Your answer should consist of each line below that contains the string "arch".

*Records shown*
>>>>
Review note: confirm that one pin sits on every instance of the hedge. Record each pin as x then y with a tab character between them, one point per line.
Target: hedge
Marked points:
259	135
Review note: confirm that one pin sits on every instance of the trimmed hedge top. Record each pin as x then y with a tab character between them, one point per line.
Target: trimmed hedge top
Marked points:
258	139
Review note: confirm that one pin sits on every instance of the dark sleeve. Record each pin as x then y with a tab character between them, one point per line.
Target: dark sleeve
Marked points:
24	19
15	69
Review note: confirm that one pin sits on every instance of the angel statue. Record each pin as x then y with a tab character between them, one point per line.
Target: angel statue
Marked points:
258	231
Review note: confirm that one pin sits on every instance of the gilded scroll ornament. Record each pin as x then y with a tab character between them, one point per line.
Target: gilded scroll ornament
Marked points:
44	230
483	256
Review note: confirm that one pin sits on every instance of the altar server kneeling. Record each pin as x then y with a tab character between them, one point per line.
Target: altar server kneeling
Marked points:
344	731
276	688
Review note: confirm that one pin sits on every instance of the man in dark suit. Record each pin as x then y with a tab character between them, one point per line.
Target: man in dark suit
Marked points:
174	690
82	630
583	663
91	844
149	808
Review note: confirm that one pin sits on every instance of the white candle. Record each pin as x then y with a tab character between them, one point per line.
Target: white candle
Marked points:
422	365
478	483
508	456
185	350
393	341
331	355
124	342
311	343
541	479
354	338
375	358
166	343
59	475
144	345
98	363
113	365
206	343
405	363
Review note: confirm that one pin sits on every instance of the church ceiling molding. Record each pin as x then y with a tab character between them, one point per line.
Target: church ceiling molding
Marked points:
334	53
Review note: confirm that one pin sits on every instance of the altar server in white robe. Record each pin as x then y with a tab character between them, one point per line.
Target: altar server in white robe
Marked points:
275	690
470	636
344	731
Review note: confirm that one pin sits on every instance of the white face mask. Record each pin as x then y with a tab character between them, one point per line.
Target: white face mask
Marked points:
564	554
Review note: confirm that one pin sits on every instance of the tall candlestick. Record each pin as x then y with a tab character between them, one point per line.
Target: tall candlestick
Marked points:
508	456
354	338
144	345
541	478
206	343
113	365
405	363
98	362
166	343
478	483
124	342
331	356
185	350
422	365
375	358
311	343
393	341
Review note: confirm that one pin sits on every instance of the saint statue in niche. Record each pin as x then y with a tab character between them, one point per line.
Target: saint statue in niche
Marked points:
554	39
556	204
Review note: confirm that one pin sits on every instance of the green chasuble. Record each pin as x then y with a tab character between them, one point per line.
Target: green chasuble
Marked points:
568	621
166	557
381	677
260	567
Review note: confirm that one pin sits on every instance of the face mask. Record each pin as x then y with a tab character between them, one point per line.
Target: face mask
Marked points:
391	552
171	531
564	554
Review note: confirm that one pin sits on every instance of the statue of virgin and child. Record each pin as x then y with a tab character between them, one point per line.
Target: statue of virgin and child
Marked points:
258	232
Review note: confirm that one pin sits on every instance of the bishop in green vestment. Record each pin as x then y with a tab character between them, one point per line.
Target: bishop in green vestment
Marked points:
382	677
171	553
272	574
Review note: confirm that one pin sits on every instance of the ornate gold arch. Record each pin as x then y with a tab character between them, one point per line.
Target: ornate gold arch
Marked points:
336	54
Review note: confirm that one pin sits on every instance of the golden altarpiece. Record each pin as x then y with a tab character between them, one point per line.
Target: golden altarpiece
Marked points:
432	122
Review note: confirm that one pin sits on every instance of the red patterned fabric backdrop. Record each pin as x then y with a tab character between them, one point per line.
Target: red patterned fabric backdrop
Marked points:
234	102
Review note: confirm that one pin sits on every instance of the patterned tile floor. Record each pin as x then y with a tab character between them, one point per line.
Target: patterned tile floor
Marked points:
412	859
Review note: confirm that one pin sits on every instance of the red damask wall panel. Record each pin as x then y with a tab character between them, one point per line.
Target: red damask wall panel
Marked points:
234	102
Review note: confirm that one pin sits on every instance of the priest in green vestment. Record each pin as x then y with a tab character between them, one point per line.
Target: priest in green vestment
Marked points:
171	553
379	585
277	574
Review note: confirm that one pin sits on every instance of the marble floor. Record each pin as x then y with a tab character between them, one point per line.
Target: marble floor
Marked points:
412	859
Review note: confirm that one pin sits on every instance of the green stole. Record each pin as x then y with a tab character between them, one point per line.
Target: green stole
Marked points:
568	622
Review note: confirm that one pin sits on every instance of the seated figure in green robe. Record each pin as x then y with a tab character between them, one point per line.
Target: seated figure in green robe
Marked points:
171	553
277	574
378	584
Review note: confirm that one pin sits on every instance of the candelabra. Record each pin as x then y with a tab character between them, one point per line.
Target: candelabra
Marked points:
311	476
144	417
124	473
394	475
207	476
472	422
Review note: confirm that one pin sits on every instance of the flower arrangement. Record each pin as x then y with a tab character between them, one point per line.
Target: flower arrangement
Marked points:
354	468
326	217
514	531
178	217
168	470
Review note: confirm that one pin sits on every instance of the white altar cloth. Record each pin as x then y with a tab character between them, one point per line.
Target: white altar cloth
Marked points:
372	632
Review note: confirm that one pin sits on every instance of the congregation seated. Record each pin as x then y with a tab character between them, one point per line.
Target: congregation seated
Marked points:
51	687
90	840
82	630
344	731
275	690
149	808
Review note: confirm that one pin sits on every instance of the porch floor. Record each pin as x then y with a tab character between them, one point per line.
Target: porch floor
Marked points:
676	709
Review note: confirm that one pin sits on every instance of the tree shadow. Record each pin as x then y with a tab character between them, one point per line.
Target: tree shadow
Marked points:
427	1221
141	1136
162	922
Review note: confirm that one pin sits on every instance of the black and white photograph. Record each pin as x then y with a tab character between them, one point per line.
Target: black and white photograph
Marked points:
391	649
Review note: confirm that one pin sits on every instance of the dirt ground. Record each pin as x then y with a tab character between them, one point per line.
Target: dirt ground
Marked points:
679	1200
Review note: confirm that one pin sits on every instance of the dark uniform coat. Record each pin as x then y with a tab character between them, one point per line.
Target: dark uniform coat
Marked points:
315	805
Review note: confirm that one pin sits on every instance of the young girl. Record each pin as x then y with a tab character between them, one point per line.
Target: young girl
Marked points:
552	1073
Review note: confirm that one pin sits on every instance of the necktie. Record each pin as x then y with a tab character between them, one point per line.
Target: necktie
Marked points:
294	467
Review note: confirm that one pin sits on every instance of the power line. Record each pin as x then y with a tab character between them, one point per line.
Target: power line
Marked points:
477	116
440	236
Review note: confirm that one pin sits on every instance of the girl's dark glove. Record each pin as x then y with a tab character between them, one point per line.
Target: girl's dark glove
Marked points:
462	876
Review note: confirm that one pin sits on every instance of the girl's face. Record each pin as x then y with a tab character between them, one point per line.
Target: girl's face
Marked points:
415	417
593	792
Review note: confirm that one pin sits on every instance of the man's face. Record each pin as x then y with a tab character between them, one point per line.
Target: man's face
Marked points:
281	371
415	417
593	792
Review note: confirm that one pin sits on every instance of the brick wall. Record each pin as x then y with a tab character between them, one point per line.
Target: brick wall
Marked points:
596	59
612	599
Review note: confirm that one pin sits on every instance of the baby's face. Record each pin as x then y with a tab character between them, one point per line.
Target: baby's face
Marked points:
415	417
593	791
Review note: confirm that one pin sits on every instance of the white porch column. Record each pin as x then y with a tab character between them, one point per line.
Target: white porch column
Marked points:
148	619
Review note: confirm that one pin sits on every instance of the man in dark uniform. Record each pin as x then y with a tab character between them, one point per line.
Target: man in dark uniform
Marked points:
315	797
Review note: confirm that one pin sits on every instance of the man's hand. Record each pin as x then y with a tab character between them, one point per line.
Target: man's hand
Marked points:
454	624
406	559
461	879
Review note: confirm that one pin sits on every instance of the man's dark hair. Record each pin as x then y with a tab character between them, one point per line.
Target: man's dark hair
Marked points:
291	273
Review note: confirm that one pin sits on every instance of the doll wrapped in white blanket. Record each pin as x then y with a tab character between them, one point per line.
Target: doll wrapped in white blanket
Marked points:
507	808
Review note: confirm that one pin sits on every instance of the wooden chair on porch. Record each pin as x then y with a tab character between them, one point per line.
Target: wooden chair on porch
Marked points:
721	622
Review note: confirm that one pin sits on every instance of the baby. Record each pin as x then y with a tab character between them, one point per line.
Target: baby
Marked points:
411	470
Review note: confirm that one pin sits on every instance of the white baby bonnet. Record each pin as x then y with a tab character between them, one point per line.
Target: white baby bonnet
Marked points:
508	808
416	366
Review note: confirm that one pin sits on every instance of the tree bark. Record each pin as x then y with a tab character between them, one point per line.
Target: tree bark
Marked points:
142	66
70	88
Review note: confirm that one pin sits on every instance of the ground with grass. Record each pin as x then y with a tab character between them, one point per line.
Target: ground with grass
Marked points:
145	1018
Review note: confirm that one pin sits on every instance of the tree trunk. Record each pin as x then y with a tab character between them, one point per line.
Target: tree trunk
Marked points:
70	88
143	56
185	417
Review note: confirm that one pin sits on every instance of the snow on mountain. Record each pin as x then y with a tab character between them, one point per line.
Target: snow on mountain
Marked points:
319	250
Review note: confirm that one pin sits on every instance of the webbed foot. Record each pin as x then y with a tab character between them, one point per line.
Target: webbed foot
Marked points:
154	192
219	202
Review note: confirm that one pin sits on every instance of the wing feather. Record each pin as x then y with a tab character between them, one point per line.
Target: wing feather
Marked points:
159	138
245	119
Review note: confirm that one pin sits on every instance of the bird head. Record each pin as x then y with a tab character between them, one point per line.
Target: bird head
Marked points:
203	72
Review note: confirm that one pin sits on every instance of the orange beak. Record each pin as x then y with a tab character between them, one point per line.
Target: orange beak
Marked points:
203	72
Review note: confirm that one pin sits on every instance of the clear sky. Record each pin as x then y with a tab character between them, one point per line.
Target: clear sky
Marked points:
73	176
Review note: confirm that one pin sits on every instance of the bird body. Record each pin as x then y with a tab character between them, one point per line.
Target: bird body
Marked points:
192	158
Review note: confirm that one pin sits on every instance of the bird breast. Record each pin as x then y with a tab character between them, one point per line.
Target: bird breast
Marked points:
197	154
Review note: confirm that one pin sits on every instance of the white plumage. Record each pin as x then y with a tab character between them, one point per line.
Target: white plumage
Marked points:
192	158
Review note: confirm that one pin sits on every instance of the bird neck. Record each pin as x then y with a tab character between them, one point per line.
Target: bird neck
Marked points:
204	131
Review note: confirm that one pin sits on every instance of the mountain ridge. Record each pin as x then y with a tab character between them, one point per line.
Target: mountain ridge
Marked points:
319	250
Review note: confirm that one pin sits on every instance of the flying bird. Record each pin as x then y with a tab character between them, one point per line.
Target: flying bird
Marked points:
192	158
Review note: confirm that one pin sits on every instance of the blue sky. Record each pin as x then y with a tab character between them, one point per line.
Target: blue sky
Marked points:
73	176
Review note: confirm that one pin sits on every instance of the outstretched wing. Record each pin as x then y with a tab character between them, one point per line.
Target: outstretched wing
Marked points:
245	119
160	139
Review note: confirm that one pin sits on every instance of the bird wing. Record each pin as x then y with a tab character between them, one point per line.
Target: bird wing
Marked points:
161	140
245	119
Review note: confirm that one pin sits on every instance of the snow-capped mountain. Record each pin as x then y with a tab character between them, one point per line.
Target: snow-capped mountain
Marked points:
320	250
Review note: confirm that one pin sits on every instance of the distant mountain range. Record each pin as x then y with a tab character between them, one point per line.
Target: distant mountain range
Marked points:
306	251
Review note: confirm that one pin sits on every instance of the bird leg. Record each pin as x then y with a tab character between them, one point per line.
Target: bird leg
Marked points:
<<<<
*Task result*
Review note: confirm that one pin sits on every instance of the ornate gold arch. Record each pin as x then y with a tab character between them, one point per line.
Target: ornate gold arch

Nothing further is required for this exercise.